Guided Trips

FISHING REPORT AND SYNOPSIS: 04/19/2019

Easter Weekend Update: The Smokies have been pounded with rain today and will feature high water through the holiday weekend. If you must get out and fish, wait until late in the weekend and be very cautious. Fish the edges and stay safe!

Otherwise...our early hatches are giving way to lighter colored bugs now. Light Cahills, Pale Evening Duns, Blue-winged Olives, March Browns, and Hendricksons have all been on the water at times. The huge Black Stoneflies are around now as well and providing some big bites for hungry trout. Sulfurs should be starting fairly soon, especially with all of the nice weather we are having. Little Yellow Stoneflies are just starting to show up now as well and will get much stronger as May approaches. The yearly pinnacle of spring dry fly fishing is quickly approaching!

Tailwaters are starting to fish well. The Caney Fork is still blowing a LOT of water. That should change fairly soon if we don't get too much rain. I'm thinking we might start seeing some opportunities in early May if things hold steady, maybe sooner. The Clinch has been fishing extremely well. Big hard fighting rainbow and brown trout are the target here on light tippets and tiny flies. Bring your A game or go home disappointed. Sulfurs should start to really take off shortly along with more caddis than we have already been seeing. On Tuesday's float, fish were taking a variety of bugs including midges, caddis, and the odd sulfur.

== GIVEN MATERIAL ==
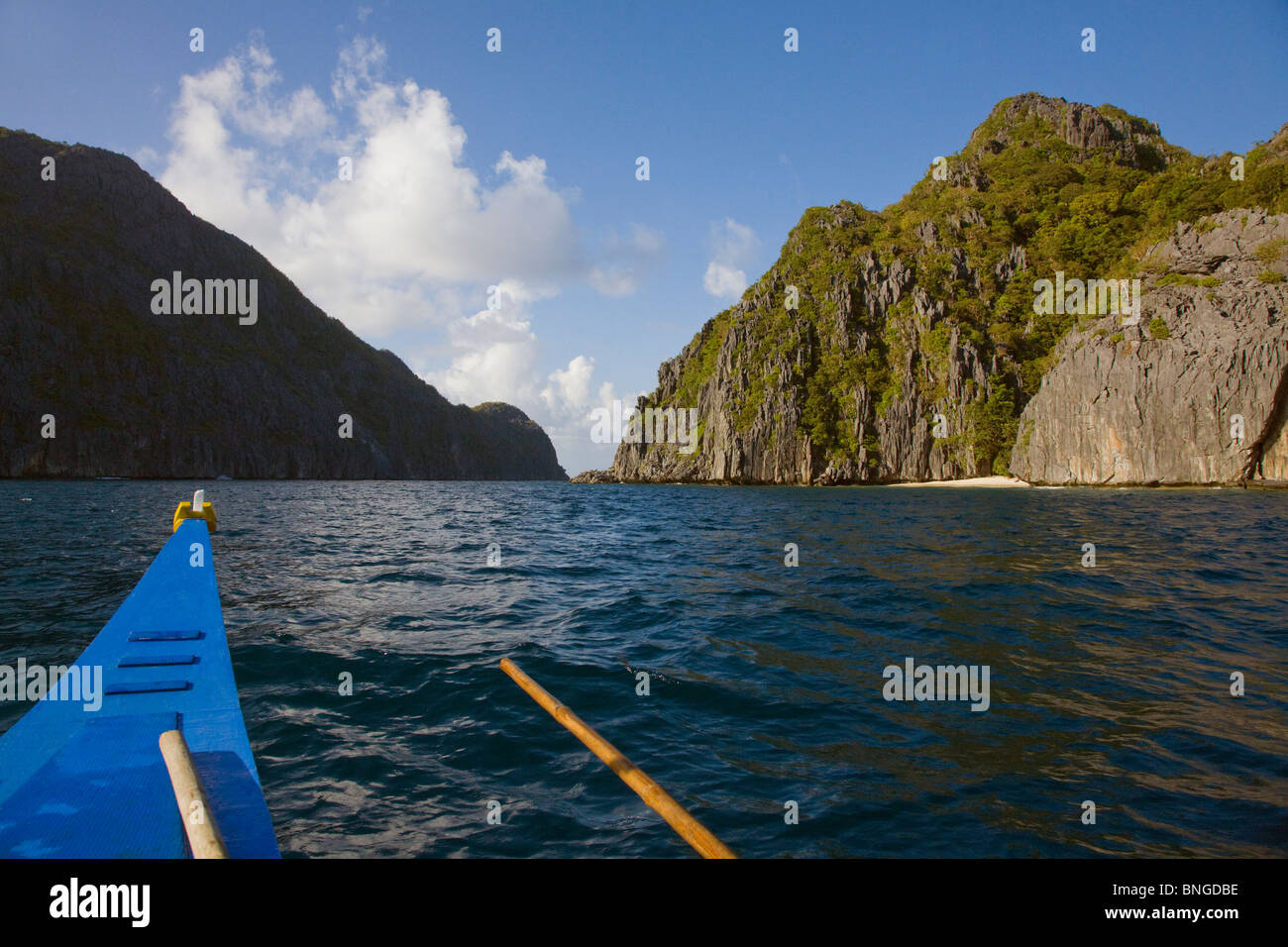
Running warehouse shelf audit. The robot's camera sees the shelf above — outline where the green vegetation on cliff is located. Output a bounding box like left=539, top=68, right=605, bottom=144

== QUESTIONS ON THE MATERIAL ==
• A. Please repeat the passage of the fishing report starting with "Easter Weekend Update: The" and going on through "and stay safe!".
• B. According to the fishing report, why should anyone who fishes the Smokies over Easter weekend wait until late in the weekend and be very cautious?

== RESPONSES ==
• A.
Easter Weekend Update: The Smokies have been pounded with rain today and will feature high water through the holiday weekend. If you must get out and fish, wait until late in the weekend and be very cautious. Fish the edges and stay safe!

• B. The Smokies were pounded with rain that day, and the water will stay high through the holiday weekend.